Le jeu
L’Ouest américain est en pleine expansion. Le bétail est central pour nourrir la population. Dans les grandes plaines, vous allez élever vos troupeaux, développer les petites villes et commercer avec les indiens. Mais, attention, le chemin jusqu’à Kansas City et ses convois de trains pour acheminer le bétail jusqu’aux grandes villes de l’Est, est semé d’embûches. Serez-vous le cow-boy le plus rapide de l’Ouest pour vendre vos vaches et développer votre business ?
Comment ça marche
La structure du tour de jeu dans une partie de Great Western est assez simple : (A) vous déplacez votre cow-boy sur le plateau de 1 à N cases (N dépendant principalement du nombre de joueurs), (B) vous réalisez l’action de la case sur laquelle vous vous êtes arrêté et, (C) si nécessaire, vous recomplétez votre main à 4 cartes. Et c’est tout.
Entrons dans les détails
(A) Sur le plateau serpente un chemin avec quelques embranchements et des cases pour bâtiments. Lorsque vous déplacez votre cow-boy, vous ne comptez que les cases occupées par des bâtiments. Au début, tout se passe plutôt bien, mais plus la partie avance, plus les bâtiments jalonnent le chemin et plus votre progression est ralentie. Surtout que certains bâtiments adverses vous obligent à payer pour passer.
(B) C’est évidemment le cœur du jeu. Il existe 3 possibilités :
1- Vous vous êtes arrêté sur une case Danger, Indien ou sur un bâtiment adverse. Vous pouvez alors réaliser une « action secondaire ». Elles sont au nombre de 6, mais en début de partie, seules 2 sont réalisables (piocher une carte puis défausser une carte et gagner 1 dollar). Au fur et à mesure de la partie, vous pourrez rendre disponible de nouvelles actions secondaires pour augmenter vos possibilités stratégiques (épurer votre deck,...).

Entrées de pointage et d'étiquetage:
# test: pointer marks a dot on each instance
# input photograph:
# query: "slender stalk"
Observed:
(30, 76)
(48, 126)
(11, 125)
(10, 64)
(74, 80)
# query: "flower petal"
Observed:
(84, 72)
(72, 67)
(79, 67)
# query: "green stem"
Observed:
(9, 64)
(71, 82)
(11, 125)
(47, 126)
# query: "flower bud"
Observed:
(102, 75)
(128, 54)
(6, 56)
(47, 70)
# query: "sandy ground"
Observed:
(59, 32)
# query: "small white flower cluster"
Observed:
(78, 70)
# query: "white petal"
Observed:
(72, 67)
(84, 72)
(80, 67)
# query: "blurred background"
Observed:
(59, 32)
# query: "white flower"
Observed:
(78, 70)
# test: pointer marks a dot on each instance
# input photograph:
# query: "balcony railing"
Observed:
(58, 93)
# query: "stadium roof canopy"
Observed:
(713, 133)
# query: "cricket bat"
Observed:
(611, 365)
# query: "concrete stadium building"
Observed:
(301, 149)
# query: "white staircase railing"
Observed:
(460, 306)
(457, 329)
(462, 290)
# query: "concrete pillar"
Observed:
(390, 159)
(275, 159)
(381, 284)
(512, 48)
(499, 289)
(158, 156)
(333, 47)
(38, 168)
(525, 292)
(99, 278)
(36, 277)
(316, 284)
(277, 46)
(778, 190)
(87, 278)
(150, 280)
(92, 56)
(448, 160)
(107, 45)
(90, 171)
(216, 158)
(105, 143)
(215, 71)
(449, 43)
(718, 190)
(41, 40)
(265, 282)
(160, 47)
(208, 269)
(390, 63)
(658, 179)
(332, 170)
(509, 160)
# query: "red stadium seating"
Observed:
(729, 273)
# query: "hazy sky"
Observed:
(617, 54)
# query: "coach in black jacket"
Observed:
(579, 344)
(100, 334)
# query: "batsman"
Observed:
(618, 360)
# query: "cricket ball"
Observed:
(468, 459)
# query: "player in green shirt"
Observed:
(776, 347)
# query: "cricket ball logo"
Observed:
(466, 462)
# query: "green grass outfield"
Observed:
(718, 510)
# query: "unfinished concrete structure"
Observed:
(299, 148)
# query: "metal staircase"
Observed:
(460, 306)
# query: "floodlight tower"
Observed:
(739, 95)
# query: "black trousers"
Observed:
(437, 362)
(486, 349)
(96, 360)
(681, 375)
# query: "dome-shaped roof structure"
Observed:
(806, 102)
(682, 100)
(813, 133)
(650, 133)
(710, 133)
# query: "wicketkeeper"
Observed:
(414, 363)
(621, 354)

---

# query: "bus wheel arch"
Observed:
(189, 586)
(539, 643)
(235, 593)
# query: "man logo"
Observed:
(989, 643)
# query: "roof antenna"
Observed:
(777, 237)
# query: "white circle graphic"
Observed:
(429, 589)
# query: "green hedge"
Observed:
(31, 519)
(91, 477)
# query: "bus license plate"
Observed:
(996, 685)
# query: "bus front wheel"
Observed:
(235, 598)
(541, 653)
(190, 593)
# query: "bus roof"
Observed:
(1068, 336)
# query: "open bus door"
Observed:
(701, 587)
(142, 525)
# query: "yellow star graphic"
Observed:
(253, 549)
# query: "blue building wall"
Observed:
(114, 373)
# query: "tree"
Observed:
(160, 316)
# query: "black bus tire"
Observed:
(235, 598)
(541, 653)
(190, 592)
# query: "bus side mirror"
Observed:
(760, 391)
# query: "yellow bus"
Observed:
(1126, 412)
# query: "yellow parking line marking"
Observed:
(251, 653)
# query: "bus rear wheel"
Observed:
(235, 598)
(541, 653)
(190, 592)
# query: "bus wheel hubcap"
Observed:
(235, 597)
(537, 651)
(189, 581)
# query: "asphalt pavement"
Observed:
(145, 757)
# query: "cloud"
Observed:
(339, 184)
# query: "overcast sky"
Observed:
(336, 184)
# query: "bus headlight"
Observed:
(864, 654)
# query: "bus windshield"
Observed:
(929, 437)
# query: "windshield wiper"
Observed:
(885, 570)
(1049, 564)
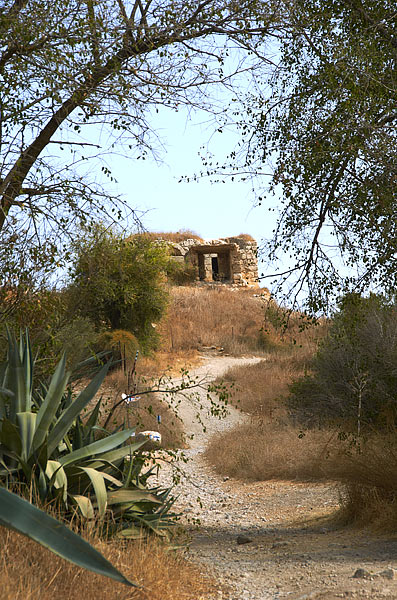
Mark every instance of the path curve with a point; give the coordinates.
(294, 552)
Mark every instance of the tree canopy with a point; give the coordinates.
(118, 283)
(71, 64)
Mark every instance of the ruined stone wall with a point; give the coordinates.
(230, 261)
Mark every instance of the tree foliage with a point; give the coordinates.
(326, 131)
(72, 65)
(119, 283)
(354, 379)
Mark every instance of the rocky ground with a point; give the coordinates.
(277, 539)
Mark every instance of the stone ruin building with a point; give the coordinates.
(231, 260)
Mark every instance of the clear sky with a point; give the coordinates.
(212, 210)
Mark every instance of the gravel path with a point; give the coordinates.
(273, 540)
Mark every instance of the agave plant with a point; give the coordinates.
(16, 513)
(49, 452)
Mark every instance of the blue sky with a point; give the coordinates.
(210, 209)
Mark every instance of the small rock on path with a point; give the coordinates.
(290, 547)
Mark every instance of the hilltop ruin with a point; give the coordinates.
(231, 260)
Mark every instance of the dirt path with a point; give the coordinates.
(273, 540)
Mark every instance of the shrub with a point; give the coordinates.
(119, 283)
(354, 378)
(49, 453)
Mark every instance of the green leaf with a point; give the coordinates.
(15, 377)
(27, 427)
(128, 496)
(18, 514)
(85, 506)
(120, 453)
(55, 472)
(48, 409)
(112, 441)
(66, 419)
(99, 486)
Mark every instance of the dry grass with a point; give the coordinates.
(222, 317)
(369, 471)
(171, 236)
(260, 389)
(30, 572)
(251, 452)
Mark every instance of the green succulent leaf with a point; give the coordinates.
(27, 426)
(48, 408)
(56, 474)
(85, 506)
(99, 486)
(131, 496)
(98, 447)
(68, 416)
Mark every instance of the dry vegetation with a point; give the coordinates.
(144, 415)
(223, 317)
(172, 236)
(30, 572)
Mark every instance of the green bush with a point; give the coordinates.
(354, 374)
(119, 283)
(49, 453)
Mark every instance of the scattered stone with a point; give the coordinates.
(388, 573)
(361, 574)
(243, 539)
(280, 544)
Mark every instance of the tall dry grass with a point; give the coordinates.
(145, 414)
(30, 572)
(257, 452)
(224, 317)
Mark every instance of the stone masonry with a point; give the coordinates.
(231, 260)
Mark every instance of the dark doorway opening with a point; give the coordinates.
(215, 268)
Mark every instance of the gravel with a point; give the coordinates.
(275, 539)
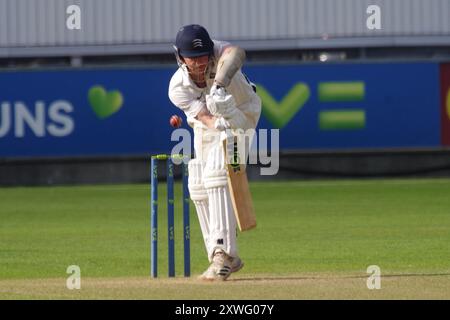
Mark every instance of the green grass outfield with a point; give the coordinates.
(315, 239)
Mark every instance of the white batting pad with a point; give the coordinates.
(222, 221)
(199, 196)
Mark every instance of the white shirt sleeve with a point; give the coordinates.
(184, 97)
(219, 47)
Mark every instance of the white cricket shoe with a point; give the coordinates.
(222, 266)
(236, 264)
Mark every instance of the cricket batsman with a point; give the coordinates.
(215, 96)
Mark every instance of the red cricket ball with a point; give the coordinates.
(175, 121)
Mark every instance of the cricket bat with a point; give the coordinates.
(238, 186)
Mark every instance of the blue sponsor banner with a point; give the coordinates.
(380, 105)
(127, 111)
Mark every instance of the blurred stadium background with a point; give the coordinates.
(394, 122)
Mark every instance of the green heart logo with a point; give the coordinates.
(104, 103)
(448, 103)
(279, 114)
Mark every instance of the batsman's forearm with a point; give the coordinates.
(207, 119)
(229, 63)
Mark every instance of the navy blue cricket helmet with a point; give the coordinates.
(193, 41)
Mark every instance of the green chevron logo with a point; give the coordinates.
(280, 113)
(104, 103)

Tâche courte 1: Recopiez le passage de l'extrait de page compris entre « Comment ça marche » et « Et c’est tout. », bornes incluses.
Tâche courte 2: D'après l'extrait de page, à combien de cartes le joueur recomplète-t-il sa main à la fin de son tour ?
Les enregistrements forment un matériau distinct de l'extrait de page.

Solution rédigée 1:
Comment ça marche
La structure du tour de jeu dans une partie de Great Western est assez simple : (A) vous déplacez votre cow-boy sur le plateau de 1 à N cases (N dépendant principalement du nombre de joueurs), (B) vous réalisez l’action de la case sur laquelle vous vous êtes arrêté et, (C) si nécessaire, vous recomplétez votre main à 4 cartes. Et c’est tout.

Solution rédigée 2: Il recomplète sa main à 4 cartes, si nécessaire.